> _EXERCISE_: From the piece on heart doctors and diet below, return the passage beginning with the words "In 2014, according" and ending after "called PCSK Inhibitors.", copied word for word.
:: SUPPLIED PASSAGE ::
Dr. Elizabeth Klodas has been a practicing cardiologist in the Minneapolis-St. Paul area for 20 years. She spent the first 10 of those years putting people on medication and the last 10 trying to get them off.

“My patients’ cholesterol levels and blood pressure numbers were good, but they all looked and felt awful,” she said, “and I realized that what I was doing was just making numbers look good and not treating the underlying problems of diet and nutrition.”

In the United States, according to the American Heart Association, 78 million people have hypertension. The Centers for Disease Control says that 120 million, or half of the adult population, is diabetic or prediabetic, and based upon published eligibility criteria, it is estimated that 70 million people are candidates for statin therapy, which involves using prescribed drugs to help lower cholesterol in the blood.

Additionally, the CDC estimates that two-thirds of the population is overweight or obese. The number of people with diabetes, high blood pressure, high cholesterol and full-blown cardiovascular disease continues to rise.

In 2014, according to a report by the IMS Institute for Health Informatics, doctors prescribed a then-unprecedented $374 billion worth of pharmaceuticals. Added to that is $14,600 more a year per patient for a new class of injectable cholesterol-lowering drugs called PCSK Inhibitors.

These costs are not only unsustainable, says Klodas, but about 20 percent of patients who take cholesterol-lowering drugs or statins have side effects, including muscle aches, changes in mental acuity and liver function abnormalities. Statins have also been shown to increase the risk for diabetes, so although we are improving cholesterol numbers, we are creating other problems that can be worse than the original cholesterol, she says.

Dr. Richard Collins, a Denver cardiologist and the director at South Denver Cardiology Associates’ Dean Ornish Heart Reversal Program, made a similar decision to that made by Klodas. Instead of continuing to unblock arteries with angioplasty procedures to treat cardiovascular disease, Collins, who is also known as “The Cooking Cardiologist,” began to show his patients how they should cook to prevent heart disease.

“Americans love salt, sugar and fat,” says Collins, “but we need to promote the consumption of whole foods, such as fresh vegetables, whole grains and plant-based proteins, in proper portions if we are going to take on and prevent the unsustainable growth of cardiovascular heart disease.”

When Klodas realized that no amount of medication could make up for the damage caused by eating an unhealthy diet, she began a personal crusade to find out as much about nutrition and diet as she could. She discovered that the critical nutrients for a healthy heart are fiber (fruits, vegetables, grains), omega-3 fatty acids (vegetable oils, nuts, seeds), antioxidants (fruits, vegetables, beans, nuts) and plant sterols (grains, vegetables, legumes, nuts, seeds).
:::
:: DATASET ::
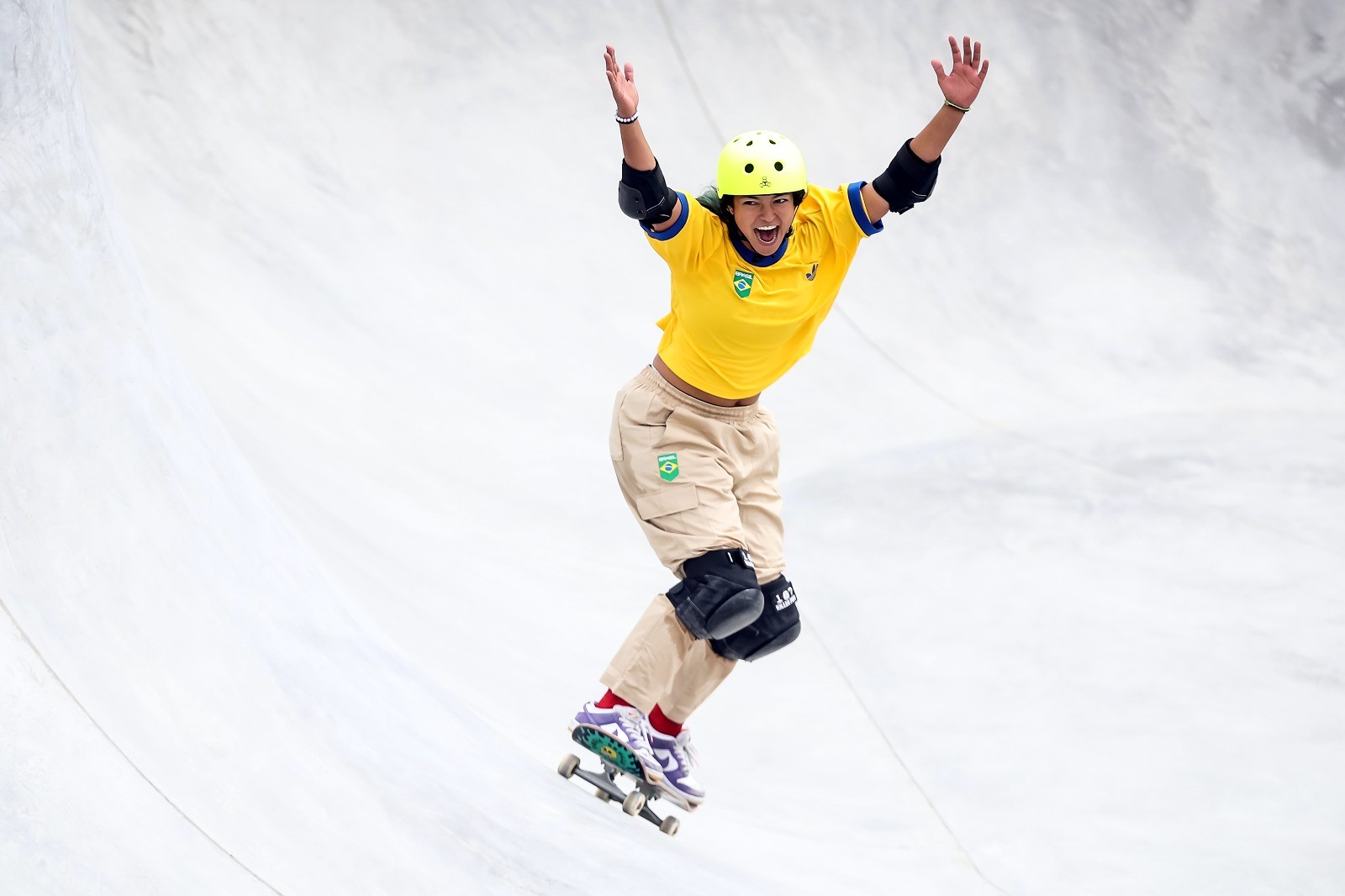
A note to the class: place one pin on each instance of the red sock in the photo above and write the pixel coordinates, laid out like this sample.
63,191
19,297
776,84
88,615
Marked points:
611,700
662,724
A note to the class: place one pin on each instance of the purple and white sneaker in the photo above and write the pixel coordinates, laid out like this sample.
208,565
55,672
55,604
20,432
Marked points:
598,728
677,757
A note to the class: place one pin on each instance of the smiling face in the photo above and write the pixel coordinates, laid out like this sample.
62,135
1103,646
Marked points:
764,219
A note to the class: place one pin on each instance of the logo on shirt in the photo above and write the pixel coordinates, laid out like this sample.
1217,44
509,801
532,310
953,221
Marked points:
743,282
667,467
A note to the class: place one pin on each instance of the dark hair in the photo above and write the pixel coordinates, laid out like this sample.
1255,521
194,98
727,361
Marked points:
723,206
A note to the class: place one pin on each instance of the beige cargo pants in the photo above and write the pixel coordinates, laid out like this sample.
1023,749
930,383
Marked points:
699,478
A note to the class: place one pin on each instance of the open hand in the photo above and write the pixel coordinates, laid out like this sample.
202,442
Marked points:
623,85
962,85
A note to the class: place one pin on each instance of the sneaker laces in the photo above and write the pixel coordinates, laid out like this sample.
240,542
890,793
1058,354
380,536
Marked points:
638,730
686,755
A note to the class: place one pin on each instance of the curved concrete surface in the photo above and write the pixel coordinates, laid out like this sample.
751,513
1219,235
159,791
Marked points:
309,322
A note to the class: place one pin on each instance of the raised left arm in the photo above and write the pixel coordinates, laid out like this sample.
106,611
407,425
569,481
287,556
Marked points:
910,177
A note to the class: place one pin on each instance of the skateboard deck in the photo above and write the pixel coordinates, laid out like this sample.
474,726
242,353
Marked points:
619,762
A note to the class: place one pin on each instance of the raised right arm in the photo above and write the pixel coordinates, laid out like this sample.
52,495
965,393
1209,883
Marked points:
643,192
:::
> _RESPONSE AREA_:
In 2014, according to a report by the IMS Institute for Health Informatics, doctors prescribed a then-unprecedented $374 billion worth of pharmaceuticals. Added to that is $14,600 more a year per patient for a new class of injectable cholesterol-lowering drugs called PCSK Inhibitors.